## Textauszug
Zusätzlich würde ich noch auf ca. 20cm Höhe um den Teich eine Angelschnurr anbringen, sobald der Reiher in Richting 
Teich geht läuft dieser gegen die Schnurr, erschreckt sich und fliegt normalerweise davon. 
VG. Leon


----------



## Deuned (3. Okt. 2016)

Das dachte ich auch Leon,aber schau dir mal meinen Beitrag von heute "ungebetener Gast" an.
Der __ Fischreiher ist so klever,den stört mein Elektrozaun und meine Nylonfäden in rund 20 cm Höhe absolut nicht .


----------



## Lion (3. Okt. 2016)

Deuned schrieb:


> Das dachte ich auch Leon,aber schau dir mal meinen Beitrag von heute "ungebetener Gast" an.
> Der __ Fischreiher ist so klever,den stört mein Elektrozaun und meine Nylonfäden in rund 20 cm Höhe absolut nicht .



hallo Bernd,
ist natürlich sehr traurig aber, man darf dem __ Reiher keinen einzigen Landeplatz im Teich erlauben und deine Schnüre sind auch sehr sichtbar.
Ich persönlich habe transparente Angelschnur (ca. 20 bis 25cm hoch und ca. 20cm vom Teichrand entfernt) angebracht , habe beobachtet das der
Reiher meinen Garten ansteuert, sich dem Teich nähert und sobald er die Schnur berührt erschrocken wegfliegt.
Selbst Gäste sehen die Schnur nicht und laufen gerne, wenn Sie zu nahe am Teich gehen, gegen diese Schnur und wundern sich.

## Zu erledigende Aufgaben
1. Nennen Sie alle Zentimeterangaben aus dem Forumsauszug zum Reiher am Teich im Wortlaut. Führen Sie Angaben, die im Zitat wiederholt werden, nur einmal auf.
2. Setzen Sie den Forumsauszug zum Reiher am Teich im Anschluss an dessen letzten Satz fort.

## Datenblock
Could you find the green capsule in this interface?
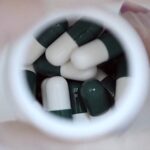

## Lösungen
1.
- ca. 20cm Höhe
- rund 20 cm Höhe
- ca. 20 bis 25cm hoch
- ca. 20cm vom Teichrand entfernt

2.
Ist aber natürlich keine Garantie-Lösung aber probieren geht über studieren und der Kostenfaktor ist sehr sehr klein.
Mit dem Reiherproblem werden die Fische natürlich nicht so alt und ich denke aber, dass hier noch einige Mitglieder ebenfalls
Fische besitzen, die schon ein stolzes Alter haben. Würde mich über weitere Beiträge sehr freuen und die Mitglieder die die ältesten
Fische haben dürften uns dann auch gerne über die Futter-Gewohnheiten etwas mitteilen, was ja auch zu gesunden Fischen beiträgt und somit
auch zu einem hohen Alter führt.
  Leon


----------



## troll20 (4. Okt. 2016)

Lion schrieb:


> Würde mich über weitere Beiträge sehr freuen


Na dann Goldfische mit ca 14 - 16 Jahren sollten die ältesten bei uns sein. Goldorfen sollten so ca 13 Jahre auf dem Buckel haben. Koi von 4 -7 Jahre und die Katzenwelse dürften auch schon 8 Jahre alt sein. Okay?


----------



## Teich4You (4. Okt. 2016)

troll20 schrieb:


> Okay?


Ne geht gar nicht!  

Meine __ Shubunkin werden bald 3 Jahre alt.


----------



## Michael H (4. Okt. 2016)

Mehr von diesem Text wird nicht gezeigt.